**Aim of the exercise:** Copy out the lines starting with the one containing "Locate the overhead" and continuing through the end of the records, keeping each request as it is. Scale every bounding-box coordinate in the answers by 0.4, rounding to whole numbers with halves going up.

Start Material to process

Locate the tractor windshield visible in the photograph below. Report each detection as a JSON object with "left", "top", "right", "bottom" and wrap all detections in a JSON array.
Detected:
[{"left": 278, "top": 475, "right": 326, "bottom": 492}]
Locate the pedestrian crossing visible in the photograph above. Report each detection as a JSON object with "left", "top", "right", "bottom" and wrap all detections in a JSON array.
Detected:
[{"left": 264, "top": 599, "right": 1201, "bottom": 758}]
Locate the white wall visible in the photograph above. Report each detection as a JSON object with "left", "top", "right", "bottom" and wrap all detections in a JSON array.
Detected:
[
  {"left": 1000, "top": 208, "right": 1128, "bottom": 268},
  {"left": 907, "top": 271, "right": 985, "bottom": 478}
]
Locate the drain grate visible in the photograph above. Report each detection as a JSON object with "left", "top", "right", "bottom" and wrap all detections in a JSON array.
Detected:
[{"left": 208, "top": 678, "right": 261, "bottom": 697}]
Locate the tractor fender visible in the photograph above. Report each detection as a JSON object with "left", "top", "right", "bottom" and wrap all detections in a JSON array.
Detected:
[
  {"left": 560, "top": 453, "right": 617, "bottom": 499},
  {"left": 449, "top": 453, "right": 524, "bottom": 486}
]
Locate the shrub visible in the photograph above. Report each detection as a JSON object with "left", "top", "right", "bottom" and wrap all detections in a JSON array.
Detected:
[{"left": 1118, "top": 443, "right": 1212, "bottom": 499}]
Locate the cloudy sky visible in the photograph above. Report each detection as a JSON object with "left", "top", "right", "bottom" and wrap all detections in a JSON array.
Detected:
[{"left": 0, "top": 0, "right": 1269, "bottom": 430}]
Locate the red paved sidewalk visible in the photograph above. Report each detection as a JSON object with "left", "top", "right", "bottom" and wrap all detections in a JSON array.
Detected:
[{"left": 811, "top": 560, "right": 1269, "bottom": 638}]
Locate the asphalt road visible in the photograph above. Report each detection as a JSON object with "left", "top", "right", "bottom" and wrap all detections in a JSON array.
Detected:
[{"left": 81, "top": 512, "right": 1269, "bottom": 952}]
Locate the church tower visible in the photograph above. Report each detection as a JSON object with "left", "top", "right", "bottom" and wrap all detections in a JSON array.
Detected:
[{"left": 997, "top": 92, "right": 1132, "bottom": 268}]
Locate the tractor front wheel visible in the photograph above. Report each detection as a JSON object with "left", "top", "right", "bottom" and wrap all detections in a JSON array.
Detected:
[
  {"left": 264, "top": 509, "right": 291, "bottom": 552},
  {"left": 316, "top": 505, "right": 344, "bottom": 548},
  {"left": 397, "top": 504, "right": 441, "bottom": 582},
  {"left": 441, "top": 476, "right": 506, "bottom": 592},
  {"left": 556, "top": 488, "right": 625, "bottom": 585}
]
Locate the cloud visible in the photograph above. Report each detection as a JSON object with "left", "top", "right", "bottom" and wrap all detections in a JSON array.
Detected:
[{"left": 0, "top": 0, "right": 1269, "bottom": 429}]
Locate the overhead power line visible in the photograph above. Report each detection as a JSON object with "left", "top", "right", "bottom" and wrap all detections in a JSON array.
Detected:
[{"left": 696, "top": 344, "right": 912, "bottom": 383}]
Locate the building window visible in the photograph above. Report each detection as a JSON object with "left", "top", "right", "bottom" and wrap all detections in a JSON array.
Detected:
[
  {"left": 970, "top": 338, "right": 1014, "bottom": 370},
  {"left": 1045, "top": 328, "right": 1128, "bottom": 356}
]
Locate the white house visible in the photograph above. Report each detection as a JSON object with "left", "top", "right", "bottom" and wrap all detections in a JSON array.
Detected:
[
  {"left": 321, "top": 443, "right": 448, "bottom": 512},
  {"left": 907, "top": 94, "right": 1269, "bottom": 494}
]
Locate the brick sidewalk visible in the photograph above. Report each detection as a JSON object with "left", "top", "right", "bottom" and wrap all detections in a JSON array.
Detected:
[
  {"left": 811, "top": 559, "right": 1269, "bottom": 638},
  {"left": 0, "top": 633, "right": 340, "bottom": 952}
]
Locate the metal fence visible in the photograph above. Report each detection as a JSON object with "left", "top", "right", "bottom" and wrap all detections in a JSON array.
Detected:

End Material to process

**The reply:**
Locate the overhead power line visible in the photograph above. Report each detection as a JSON object with "left", "top", "right", "bottom" and wrap all detections in a JSON array.
Detected:
[{"left": 278, "top": 138, "right": 365, "bottom": 153}]
Locate the building window visible in the photograph above. Report each detection as a JSON object with "left", "top", "right", "bottom" and wrap all detections in a JSON array.
Detected:
[
  {"left": 388, "top": 135, "right": 406, "bottom": 148},
  {"left": 418, "top": 131, "right": 451, "bottom": 142}
]
Locate the white house visible in the photograph above. Report each detection as a JSON object with "left", "top", "right", "bottom" and wrap all detections in a JSON array.
Detected:
[
  {"left": 128, "top": 177, "right": 179, "bottom": 205},
  {"left": 363, "top": 38, "right": 508, "bottom": 198}
]
Locate the brick sidewalk visible in the photograph above. Report each detection as a JSON object with "left", "top", "right", "bottom" and wrap all detections in a JSON array.
Detected:
[
  {"left": 324, "top": 224, "right": 508, "bottom": 255},
  {"left": 0, "top": 253, "right": 136, "bottom": 381}
]
Locate the metal fence visible in the photograph above. Report each detection as a JSON object with "left", "top", "right", "bottom" and wrap all detections in a JSON array.
Detected:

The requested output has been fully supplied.